— BEGIN Given data —

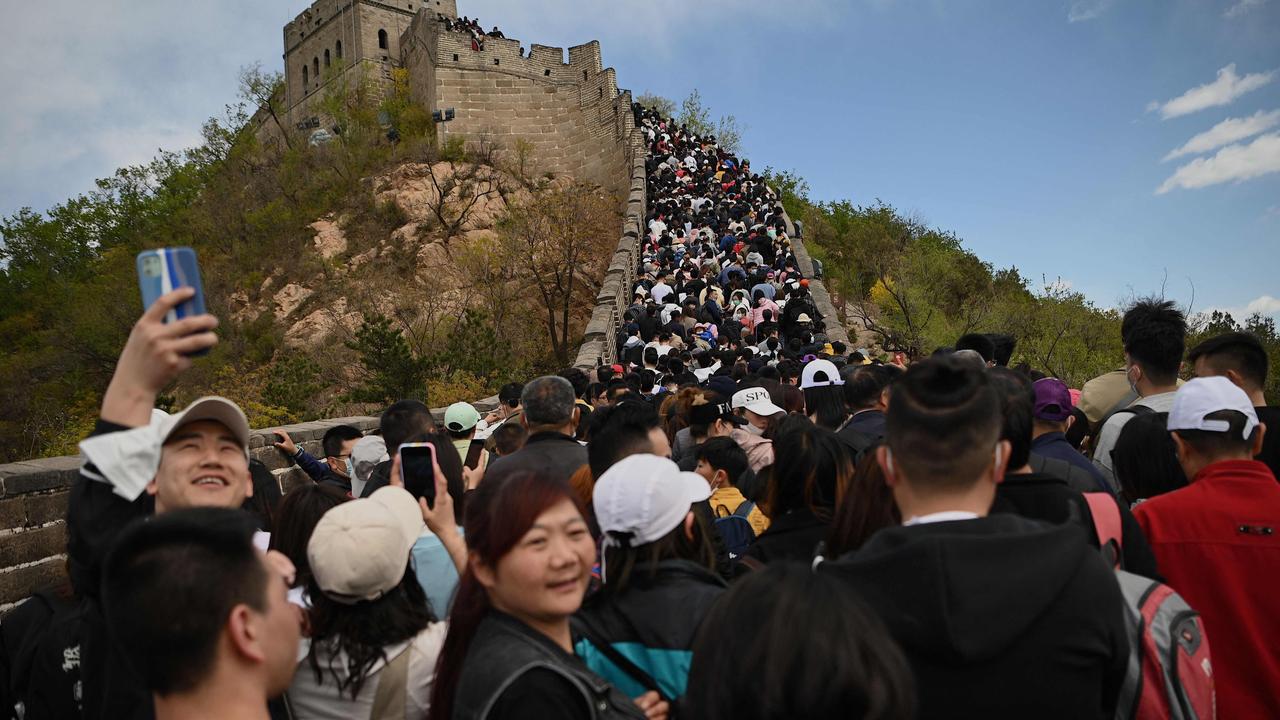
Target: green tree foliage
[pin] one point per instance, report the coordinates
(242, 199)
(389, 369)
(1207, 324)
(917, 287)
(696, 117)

— END Given data —
— BEGIN Given data —

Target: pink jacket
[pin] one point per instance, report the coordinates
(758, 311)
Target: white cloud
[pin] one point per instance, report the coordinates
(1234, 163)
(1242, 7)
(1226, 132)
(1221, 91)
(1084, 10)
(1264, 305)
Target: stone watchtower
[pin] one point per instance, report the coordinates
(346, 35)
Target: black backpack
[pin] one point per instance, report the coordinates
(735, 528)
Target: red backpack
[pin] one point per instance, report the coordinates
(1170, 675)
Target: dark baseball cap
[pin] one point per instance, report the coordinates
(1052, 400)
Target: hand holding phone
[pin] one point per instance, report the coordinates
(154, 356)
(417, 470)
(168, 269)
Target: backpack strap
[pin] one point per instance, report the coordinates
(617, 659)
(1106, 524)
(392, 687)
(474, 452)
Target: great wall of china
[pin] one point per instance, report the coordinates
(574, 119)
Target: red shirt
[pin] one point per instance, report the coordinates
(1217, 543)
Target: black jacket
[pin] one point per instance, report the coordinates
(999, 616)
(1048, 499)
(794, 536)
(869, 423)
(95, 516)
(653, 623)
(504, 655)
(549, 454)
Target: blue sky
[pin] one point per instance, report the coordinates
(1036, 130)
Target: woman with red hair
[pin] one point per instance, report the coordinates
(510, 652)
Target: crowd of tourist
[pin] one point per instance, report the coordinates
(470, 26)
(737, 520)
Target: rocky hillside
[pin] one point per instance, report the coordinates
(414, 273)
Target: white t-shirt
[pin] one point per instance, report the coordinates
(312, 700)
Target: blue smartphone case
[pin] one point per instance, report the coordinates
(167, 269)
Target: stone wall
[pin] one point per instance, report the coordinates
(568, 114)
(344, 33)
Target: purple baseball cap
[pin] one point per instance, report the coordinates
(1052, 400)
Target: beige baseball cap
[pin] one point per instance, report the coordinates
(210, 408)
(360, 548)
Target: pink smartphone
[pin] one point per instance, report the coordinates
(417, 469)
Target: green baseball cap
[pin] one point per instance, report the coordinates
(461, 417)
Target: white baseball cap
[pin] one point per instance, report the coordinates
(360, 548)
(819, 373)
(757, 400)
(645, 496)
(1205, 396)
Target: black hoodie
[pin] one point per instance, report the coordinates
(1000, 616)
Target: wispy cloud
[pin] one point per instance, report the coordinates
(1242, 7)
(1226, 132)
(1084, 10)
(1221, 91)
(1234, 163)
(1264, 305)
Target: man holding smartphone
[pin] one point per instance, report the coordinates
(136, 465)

— END Given data —

Stated problem> Pull out the lines of the material from the one containing "Target: rocky hillside" through the one containing "(1000, 616)", both included, and copy them without any change.

Exercise response>
Target: rocky hillside
[pin] one point per instance, report the coordinates
(414, 273)
Target: white t-shirt
[pin] one point per instance, report the coordinates
(312, 700)
Target: blue smartphone case
[pin] one point per instance, report the coordinates
(167, 269)
Target: stone wall
[pin] one point per instance, report the coordinates
(568, 114)
(344, 33)
Target: purple baseball cap
[pin] one point per instance, report the coordinates
(1052, 400)
Target: beige baseball cap
[pin] one point per instance, report the coordinates
(210, 408)
(360, 548)
Target: pink smartphone
[pin] one point per instance, report the coordinates
(417, 469)
Target: green baseball cap
[pin] one point per instance, report the coordinates
(461, 417)
Target: white baseball cap
[pin] one point per instance, report the coordinates
(360, 548)
(819, 373)
(757, 400)
(645, 496)
(1205, 396)
Target: black hoodie
[pin] one point per instance, report the coordinates
(1000, 616)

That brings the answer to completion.